** START OF TASK INPUTS **

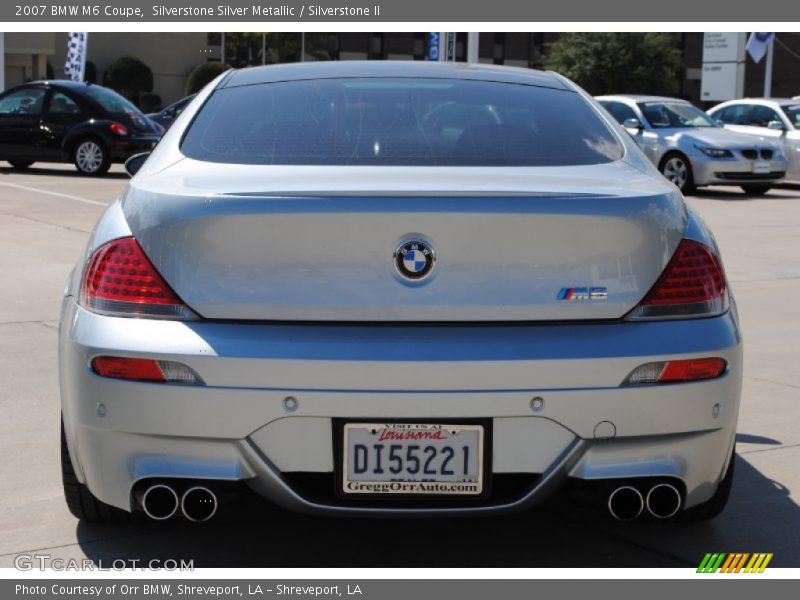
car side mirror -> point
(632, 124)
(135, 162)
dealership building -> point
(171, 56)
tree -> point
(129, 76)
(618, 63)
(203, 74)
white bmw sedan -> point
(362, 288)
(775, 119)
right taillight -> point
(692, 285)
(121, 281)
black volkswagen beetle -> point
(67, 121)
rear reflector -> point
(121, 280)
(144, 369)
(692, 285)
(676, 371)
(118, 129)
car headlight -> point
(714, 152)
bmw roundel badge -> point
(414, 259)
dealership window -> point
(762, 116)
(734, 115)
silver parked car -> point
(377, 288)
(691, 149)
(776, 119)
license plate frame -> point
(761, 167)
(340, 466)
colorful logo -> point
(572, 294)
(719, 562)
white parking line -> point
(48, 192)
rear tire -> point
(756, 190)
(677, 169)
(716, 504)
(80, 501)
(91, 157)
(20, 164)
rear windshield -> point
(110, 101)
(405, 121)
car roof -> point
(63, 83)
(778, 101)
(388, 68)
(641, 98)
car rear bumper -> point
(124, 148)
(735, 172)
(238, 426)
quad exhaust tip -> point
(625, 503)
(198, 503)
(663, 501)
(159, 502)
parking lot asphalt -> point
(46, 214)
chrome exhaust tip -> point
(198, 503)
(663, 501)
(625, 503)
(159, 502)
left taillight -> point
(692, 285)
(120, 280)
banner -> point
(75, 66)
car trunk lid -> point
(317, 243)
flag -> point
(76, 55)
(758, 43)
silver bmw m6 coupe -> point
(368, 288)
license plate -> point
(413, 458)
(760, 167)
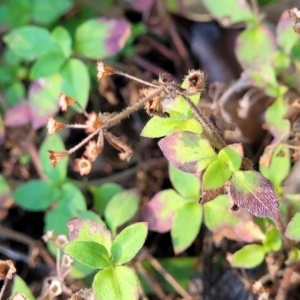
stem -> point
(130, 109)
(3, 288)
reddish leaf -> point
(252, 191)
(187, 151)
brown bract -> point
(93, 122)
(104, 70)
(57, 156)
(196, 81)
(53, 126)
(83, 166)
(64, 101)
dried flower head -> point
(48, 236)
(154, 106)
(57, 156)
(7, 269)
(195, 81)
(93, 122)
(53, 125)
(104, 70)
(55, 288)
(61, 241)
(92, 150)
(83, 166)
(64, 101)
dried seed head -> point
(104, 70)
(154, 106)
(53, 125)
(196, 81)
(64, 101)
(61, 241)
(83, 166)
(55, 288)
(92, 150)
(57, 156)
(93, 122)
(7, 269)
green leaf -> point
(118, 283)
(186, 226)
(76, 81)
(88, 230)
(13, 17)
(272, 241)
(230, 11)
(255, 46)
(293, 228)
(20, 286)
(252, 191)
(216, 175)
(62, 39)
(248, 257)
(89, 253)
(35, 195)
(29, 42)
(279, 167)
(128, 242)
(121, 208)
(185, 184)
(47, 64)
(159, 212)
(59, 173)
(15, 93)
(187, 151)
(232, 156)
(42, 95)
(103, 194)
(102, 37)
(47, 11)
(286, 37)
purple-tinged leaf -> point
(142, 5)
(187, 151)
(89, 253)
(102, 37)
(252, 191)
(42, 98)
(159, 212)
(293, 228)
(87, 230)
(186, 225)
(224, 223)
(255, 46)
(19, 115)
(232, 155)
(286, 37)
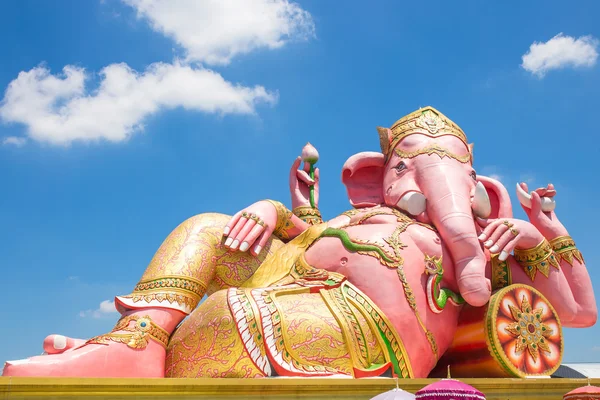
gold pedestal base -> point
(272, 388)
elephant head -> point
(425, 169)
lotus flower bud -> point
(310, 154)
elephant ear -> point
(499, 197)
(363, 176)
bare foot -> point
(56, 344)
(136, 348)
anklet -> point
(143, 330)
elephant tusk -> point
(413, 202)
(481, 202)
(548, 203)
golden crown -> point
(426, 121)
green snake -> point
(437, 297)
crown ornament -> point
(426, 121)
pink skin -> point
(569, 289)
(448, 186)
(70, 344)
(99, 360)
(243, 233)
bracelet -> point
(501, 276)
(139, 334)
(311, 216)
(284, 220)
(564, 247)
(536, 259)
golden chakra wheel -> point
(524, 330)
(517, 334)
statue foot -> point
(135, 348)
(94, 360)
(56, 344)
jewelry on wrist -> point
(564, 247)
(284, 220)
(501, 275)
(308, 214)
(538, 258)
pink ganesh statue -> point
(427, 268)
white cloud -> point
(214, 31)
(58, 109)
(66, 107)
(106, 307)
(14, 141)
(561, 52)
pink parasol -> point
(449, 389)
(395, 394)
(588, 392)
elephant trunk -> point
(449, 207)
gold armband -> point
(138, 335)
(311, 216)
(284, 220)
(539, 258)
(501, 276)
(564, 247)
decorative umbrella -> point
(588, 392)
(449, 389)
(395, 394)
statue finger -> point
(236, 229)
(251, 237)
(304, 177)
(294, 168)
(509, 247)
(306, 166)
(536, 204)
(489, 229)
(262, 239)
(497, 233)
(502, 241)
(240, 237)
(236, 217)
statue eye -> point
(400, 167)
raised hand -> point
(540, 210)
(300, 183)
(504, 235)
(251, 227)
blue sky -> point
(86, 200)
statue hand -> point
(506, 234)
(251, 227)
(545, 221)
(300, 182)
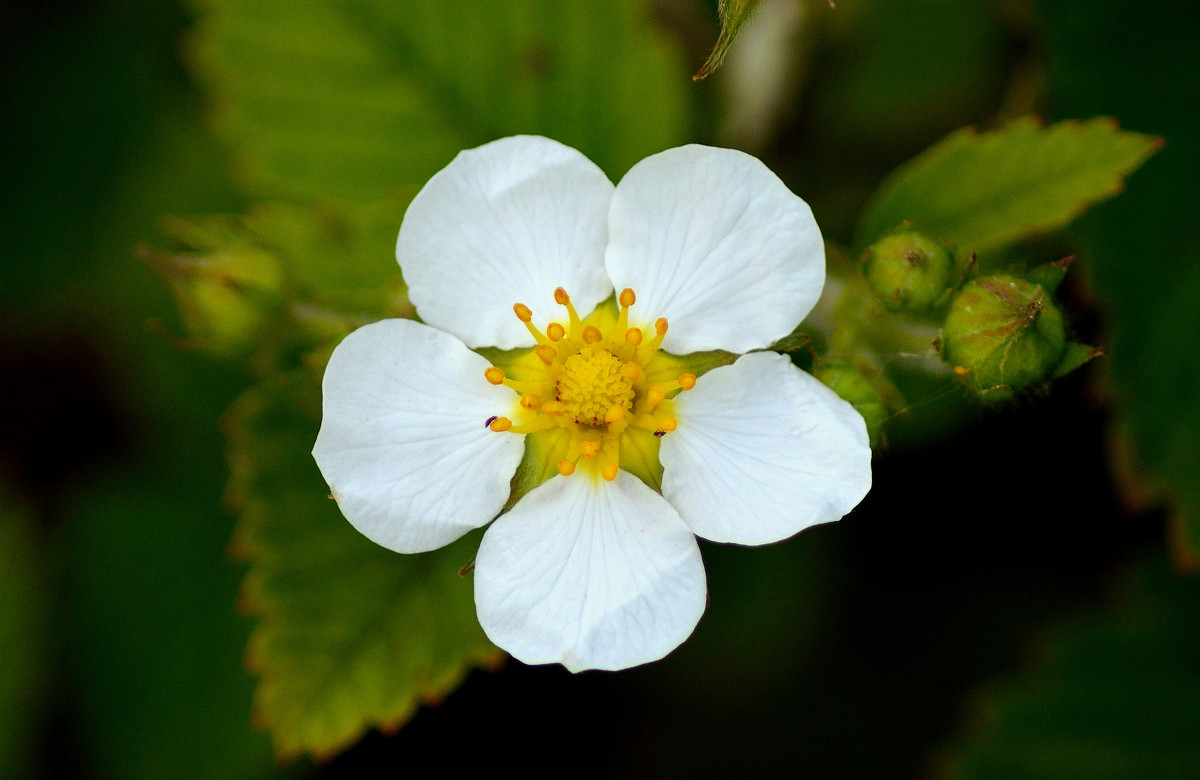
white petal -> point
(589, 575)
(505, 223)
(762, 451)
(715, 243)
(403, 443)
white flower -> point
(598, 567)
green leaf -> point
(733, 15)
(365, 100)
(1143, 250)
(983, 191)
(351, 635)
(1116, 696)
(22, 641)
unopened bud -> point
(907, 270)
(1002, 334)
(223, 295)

** END OF TASK INPUTS **

_OBJECTIVE:_ Strip out the pictures and quote the remaining data word for word.

_CORRECT RESULT:_
car side mirror -> point
(632, 124)
(135, 162)
dealership building -> point
(171, 56)
tree -> point
(129, 76)
(618, 63)
(203, 74)
white bmw sedan -> point
(362, 288)
(775, 119)
right taillight -> point
(692, 285)
(121, 281)
black volkswagen beetle -> point
(67, 121)
rear reflector -> point
(121, 280)
(144, 369)
(692, 285)
(676, 371)
(118, 129)
car headlight -> point
(714, 152)
bmw roundel badge -> point
(414, 259)
dealership window -> point
(762, 116)
(734, 115)
silver parked car -> point
(377, 288)
(691, 149)
(776, 119)
license plate frame -> point
(761, 167)
(340, 466)
colorful logo -> point
(572, 294)
(719, 562)
white parking line -> point
(48, 192)
rear tire -> point
(756, 190)
(677, 169)
(716, 504)
(80, 501)
(91, 157)
(20, 164)
rear windshield -> point
(110, 101)
(405, 121)
car roof -> point
(63, 83)
(778, 101)
(388, 68)
(641, 98)
car rear bumper -> point
(124, 148)
(735, 172)
(238, 426)
quad exhaust tip -> point
(625, 503)
(198, 503)
(663, 501)
(159, 502)
parking lot asphalt -> point
(46, 214)
chrome exhaust tip -> point
(198, 503)
(663, 501)
(625, 503)
(159, 502)
left taillight -> point
(692, 285)
(120, 280)
banner -> point
(75, 66)
car trunk lid -> point
(317, 243)
flag -> point
(76, 55)
(758, 43)
silver bmw m6 coupe -> point
(368, 288)
license plate -> point
(413, 458)
(760, 167)
stem -> point
(130, 109)
(3, 288)
reddish leaf -> point
(252, 191)
(187, 151)
brown bract -> point
(93, 122)
(104, 70)
(57, 156)
(196, 81)
(53, 126)
(83, 166)
(64, 101)
dried flower head -> point
(48, 236)
(154, 106)
(57, 156)
(7, 269)
(195, 81)
(93, 122)
(53, 125)
(104, 70)
(55, 288)
(61, 241)
(92, 150)
(83, 166)
(64, 101)
dried seed head -> point
(104, 70)
(154, 106)
(53, 125)
(196, 81)
(64, 101)
(61, 241)
(83, 166)
(55, 288)
(92, 150)
(57, 156)
(93, 122)
(7, 269)
green leaf -> point
(118, 283)
(186, 226)
(76, 81)
(88, 230)
(13, 17)
(272, 241)
(230, 11)
(255, 46)
(293, 228)
(20, 286)
(252, 191)
(216, 175)
(62, 39)
(248, 257)
(89, 253)
(35, 195)
(29, 42)
(279, 167)
(128, 242)
(121, 208)
(185, 184)
(47, 64)
(159, 212)
(59, 173)
(15, 93)
(187, 151)
(232, 156)
(42, 95)
(103, 194)
(102, 37)
(47, 11)
(286, 37)
purple-tinged leaf -> point
(142, 5)
(187, 151)
(89, 253)
(102, 37)
(252, 191)
(42, 98)
(159, 212)
(293, 228)
(87, 230)
(186, 225)
(224, 223)
(255, 46)
(19, 115)
(232, 155)
(286, 37)
gold pedestal base -> point
(272, 388)
elephant head -> point
(425, 169)
lotus flower bud -> point
(310, 154)
elephant ear -> point
(499, 197)
(363, 176)
bare foot -> point
(56, 344)
(136, 348)
anklet -> point
(143, 330)
elephant tusk -> point
(413, 202)
(481, 202)
(548, 203)
golden crown -> point
(426, 121)
green snake -> point
(437, 297)
crown ornament -> point
(426, 121)
pink skin -> point
(569, 289)
(448, 186)
(70, 344)
(99, 360)
(243, 233)
bracelet -> point
(501, 276)
(139, 334)
(311, 216)
(284, 220)
(564, 247)
(536, 259)
golden chakra wheel -> point
(524, 330)
(517, 334)
statue foot -> point
(135, 348)
(94, 360)
(56, 344)
jewelry on wrist -> point
(564, 247)
(284, 220)
(501, 275)
(308, 214)
(538, 258)
pink ganesh statue -> point
(427, 268)
white cloud -> point
(214, 31)
(58, 109)
(66, 107)
(106, 307)
(14, 141)
(561, 52)
pink parasol -> point
(449, 389)
(395, 394)
(588, 392)
elephant trunk -> point
(449, 207)
gold armband -> point
(138, 335)
(311, 216)
(284, 220)
(539, 258)
(501, 276)
(564, 247)
decorative umbrella -> point
(588, 392)
(449, 389)
(395, 394)
statue finger -> point
(236, 229)
(251, 237)
(304, 177)
(294, 168)
(509, 247)
(306, 166)
(536, 204)
(489, 229)
(262, 239)
(497, 233)
(502, 241)
(240, 237)
(236, 217)
statue eye -> point
(400, 167)
raised hand -> point
(540, 210)
(300, 183)
(504, 235)
(251, 227)
blue sky -> point
(86, 200)
statue hand -> point
(506, 234)
(251, 227)
(545, 221)
(300, 182)
white petal -> point
(589, 575)
(505, 223)
(762, 451)
(715, 243)
(403, 443)
white flower -> point
(598, 567)
green leaf -> point
(733, 15)
(365, 100)
(1143, 250)
(983, 191)
(351, 635)
(1116, 696)
(22, 641)
unopened bud -> point
(907, 270)
(1002, 334)
(223, 295)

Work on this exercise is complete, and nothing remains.